__Aim of the exercise__. Copy exactly, and only, the lines from the line containing "[point] every instance of the beard" through the last line of the records below, both included.

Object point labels
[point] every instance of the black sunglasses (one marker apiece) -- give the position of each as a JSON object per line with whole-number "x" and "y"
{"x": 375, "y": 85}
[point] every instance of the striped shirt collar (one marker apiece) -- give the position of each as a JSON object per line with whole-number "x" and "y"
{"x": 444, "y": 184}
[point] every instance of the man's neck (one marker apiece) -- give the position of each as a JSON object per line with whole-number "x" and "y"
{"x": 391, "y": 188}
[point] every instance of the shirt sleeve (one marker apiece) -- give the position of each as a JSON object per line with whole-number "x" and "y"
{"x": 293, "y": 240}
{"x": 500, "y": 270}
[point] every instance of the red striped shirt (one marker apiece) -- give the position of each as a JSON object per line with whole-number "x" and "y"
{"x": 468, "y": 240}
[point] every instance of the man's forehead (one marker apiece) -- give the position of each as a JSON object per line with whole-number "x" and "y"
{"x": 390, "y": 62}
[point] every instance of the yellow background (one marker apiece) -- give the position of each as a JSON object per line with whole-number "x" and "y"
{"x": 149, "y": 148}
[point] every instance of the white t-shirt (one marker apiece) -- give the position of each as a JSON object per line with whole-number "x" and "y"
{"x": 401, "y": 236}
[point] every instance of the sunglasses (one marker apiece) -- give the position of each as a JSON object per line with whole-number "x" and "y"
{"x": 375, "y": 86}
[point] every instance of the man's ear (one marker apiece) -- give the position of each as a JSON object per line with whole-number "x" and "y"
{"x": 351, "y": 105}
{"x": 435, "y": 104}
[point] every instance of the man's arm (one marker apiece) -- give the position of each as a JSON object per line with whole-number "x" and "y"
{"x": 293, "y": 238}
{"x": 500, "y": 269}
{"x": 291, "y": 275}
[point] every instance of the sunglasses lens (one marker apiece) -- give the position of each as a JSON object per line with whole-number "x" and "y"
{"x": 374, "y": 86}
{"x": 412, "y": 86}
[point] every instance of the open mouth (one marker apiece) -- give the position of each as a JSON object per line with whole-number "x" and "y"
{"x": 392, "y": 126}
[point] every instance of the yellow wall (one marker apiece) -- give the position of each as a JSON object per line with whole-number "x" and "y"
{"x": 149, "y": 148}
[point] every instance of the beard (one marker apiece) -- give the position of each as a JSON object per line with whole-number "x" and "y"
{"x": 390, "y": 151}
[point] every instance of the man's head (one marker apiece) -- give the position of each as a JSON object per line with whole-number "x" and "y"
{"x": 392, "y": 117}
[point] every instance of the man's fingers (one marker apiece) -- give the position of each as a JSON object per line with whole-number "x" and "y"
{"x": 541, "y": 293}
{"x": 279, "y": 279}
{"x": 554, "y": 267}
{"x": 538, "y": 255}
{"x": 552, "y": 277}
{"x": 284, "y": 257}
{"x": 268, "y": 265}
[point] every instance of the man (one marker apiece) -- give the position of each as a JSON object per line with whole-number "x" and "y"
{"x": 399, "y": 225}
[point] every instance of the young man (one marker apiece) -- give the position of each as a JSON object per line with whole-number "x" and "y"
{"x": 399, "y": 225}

__Result__.
[point] every instance of the beard (one marker apiece) -- give the position of each as a JSON object per line with whole-number "x" and "y"
{"x": 390, "y": 151}
[point] every instance of the man's head (one marker apiece) -- give the position of each as a JSON object per line with whole-number "x" and "y"
{"x": 392, "y": 117}
[point] every instance of the man's fingers (one marker apiece) -- give the position of each as a JSON object per line with whole-number "x" and "y"
{"x": 541, "y": 293}
{"x": 279, "y": 279}
{"x": 554, "y": 267}
{"x": 538, "y": 255}
{"x": 552, "y": 277}
{"x": 284, "y": 257}
{"x": 268, "y": 265}
[point] every instance of the man (one marker apiece) -- give the position of each as a JSON object per line with whole-number "x" and "y"
{"x": 399, "y": 225}
[point] every instance of the young man (one marker apiece) -- give the position of each as a JSON object per line with whole-number "x" and "y"
{"x": 399, "y": 225}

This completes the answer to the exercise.